• _Records_:
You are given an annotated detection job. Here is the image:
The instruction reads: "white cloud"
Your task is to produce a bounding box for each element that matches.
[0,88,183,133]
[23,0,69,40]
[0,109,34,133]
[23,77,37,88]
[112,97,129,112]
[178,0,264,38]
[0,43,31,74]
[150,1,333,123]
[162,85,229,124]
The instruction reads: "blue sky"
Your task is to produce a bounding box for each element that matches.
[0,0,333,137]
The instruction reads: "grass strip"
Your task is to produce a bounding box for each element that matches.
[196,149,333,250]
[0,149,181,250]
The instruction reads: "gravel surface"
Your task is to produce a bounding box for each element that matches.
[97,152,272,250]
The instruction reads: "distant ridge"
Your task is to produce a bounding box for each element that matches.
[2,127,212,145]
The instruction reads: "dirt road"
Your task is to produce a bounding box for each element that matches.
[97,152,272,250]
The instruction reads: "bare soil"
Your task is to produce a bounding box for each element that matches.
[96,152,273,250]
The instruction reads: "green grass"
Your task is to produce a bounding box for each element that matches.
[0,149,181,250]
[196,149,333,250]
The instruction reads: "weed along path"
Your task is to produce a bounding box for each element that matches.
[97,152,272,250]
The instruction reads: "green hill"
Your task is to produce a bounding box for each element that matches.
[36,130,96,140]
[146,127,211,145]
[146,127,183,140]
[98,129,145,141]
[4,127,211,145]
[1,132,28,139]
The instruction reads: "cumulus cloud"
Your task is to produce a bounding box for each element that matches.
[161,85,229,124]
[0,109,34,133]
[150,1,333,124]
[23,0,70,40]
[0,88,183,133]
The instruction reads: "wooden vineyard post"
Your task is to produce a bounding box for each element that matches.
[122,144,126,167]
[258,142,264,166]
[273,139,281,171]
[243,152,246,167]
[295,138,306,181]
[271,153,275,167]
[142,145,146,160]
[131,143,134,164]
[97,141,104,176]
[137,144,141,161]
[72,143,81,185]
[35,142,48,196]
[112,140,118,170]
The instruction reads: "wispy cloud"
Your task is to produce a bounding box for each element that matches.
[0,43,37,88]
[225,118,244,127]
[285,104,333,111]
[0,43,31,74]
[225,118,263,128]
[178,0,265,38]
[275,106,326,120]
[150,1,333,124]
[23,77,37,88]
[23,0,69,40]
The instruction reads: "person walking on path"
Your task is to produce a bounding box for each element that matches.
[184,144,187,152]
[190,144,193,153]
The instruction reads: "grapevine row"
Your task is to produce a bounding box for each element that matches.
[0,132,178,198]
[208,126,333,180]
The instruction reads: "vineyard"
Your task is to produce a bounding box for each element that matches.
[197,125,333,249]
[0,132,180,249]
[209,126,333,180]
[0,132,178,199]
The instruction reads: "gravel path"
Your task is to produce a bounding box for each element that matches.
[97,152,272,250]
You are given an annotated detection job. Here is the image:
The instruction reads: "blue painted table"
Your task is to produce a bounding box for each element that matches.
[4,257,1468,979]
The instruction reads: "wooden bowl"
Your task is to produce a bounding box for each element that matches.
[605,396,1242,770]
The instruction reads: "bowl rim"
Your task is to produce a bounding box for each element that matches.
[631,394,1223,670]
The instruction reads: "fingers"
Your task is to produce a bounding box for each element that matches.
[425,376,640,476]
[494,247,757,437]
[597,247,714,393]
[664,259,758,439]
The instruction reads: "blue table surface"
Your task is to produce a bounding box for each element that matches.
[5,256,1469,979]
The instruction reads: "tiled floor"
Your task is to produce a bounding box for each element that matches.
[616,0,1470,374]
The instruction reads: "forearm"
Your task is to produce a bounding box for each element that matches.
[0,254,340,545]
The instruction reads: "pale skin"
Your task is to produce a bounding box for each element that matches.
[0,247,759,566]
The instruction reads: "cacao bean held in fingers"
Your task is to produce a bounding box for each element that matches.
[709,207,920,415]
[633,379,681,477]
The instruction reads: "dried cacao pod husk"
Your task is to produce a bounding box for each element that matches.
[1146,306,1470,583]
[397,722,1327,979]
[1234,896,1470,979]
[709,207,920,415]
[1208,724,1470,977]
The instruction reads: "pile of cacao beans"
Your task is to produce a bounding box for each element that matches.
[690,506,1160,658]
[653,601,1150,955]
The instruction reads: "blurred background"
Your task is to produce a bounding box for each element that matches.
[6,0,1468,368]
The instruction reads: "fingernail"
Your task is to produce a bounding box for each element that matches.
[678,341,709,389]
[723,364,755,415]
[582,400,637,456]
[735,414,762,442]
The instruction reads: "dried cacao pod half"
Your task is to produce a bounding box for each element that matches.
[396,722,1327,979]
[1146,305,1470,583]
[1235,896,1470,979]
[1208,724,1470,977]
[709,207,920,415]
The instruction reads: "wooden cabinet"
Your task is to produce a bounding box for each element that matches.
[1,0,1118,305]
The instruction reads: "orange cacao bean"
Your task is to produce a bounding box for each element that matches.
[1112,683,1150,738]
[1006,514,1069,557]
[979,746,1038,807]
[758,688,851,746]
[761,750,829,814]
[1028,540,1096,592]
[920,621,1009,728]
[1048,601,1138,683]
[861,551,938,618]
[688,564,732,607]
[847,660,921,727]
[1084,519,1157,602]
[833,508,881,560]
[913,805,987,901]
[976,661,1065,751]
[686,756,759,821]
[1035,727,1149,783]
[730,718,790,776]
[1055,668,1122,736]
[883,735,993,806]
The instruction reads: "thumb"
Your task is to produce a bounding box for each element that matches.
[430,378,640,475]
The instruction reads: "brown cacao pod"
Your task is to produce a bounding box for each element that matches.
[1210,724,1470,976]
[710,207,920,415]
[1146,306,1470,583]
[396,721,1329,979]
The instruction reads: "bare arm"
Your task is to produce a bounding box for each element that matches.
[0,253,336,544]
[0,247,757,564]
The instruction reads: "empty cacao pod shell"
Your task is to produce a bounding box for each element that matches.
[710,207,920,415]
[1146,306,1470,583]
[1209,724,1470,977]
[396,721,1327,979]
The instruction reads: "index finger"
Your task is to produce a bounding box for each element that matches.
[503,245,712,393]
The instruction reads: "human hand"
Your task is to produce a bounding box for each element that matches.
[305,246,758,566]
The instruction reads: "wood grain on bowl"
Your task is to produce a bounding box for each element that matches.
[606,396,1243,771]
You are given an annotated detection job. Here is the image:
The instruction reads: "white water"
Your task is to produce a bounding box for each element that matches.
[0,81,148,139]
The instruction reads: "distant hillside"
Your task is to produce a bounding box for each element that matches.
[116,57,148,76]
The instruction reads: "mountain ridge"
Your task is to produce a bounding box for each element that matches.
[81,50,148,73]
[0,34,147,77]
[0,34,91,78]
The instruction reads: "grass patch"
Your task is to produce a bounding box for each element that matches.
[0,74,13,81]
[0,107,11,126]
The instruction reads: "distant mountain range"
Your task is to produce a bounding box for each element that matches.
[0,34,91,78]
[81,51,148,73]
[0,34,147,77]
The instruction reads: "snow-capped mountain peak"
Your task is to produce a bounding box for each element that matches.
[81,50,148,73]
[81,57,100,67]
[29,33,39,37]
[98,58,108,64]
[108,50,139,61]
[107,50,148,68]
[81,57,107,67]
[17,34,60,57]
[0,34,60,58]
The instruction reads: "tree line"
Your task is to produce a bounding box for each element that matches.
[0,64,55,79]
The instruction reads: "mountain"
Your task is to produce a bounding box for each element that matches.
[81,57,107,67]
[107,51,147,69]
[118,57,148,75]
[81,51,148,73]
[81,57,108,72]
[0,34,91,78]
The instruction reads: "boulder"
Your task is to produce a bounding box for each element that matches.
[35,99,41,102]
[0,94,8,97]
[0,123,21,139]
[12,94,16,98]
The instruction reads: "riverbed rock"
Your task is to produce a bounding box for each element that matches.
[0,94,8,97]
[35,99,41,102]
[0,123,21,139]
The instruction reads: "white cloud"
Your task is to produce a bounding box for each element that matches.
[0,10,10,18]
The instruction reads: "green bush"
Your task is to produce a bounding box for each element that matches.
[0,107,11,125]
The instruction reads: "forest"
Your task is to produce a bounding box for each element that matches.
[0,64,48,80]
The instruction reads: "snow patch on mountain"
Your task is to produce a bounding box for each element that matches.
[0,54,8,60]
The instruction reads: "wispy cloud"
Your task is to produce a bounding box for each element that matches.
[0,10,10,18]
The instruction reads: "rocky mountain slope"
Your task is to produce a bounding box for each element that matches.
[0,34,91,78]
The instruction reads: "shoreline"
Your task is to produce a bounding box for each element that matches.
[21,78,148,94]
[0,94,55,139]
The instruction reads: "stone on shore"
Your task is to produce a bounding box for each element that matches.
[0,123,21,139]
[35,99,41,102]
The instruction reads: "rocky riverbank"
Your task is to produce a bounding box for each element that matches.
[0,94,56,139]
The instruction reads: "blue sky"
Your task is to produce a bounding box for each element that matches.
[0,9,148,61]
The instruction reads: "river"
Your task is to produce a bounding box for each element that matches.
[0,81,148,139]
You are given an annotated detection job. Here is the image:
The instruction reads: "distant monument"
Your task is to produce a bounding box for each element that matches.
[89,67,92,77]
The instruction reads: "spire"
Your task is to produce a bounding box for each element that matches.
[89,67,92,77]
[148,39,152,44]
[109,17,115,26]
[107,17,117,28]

• _What this task involves_: Each line of the entries holding the string "vineyard" should be found and copied.

• _Result_:
The instruction reads: "wooden vineyard post"
The instruction reads: "vineyard"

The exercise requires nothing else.